[Task to carry out]: Rescale the data below: copy every line again, requests included, but multiply each point coordinate in the answers by 2.1 and round it to a whole number, with halves rounding up. Leave the pictures out.
━━ Data provided ━━
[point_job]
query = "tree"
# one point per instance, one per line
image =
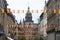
(38, 38)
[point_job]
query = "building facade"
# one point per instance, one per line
(53, 22)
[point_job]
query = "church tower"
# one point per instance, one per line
(28, 25)
(28, 17)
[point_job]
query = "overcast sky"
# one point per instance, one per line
(23, 5)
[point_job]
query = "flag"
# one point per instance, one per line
(44, 11)
(8, 10)
(2, 10)
(54, 11)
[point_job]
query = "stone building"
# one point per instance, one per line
(53, 20)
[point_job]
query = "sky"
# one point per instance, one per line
(23, 5)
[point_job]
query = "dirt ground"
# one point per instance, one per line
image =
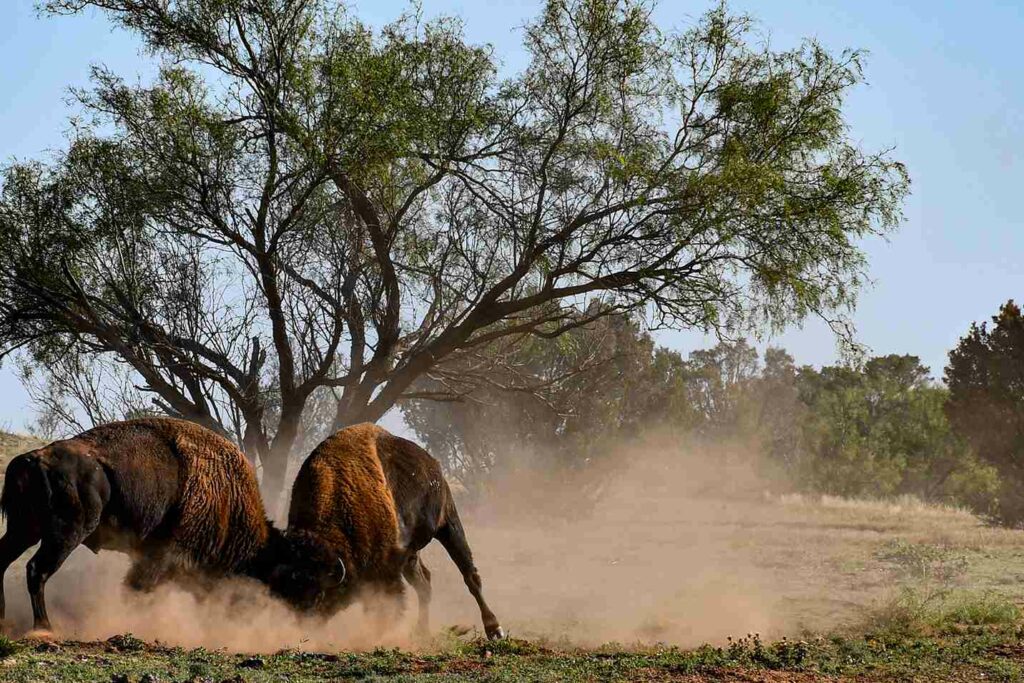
━━━
[Correct output]:
[point_job]
query = "tree"
# one point per instance, one per line
image =
(80, 80)
[point_job]
query = "building facade"
# one point per instance, one per line
(111, 46)
[point_job]
query = "church tower"
# one point per instance, one per line
(59, 53)
(59, 36)
[point_job]
query = "overcast sky"
# one point per instance, one per line
(48, 11)
[point_job]
query = "flag"
# one point per instance, one per line
(92, 23)
(17, 21)
(4, 21)
(113, 23)
[point_job]
query = "stone building"
# one point per instance, one per line
(111, 42)
[point_job]
query = "sky"
# one point per instance, one per line
(48, 11)
[point_job]
query = "dirt ground"
# one point per instance, one per line
image =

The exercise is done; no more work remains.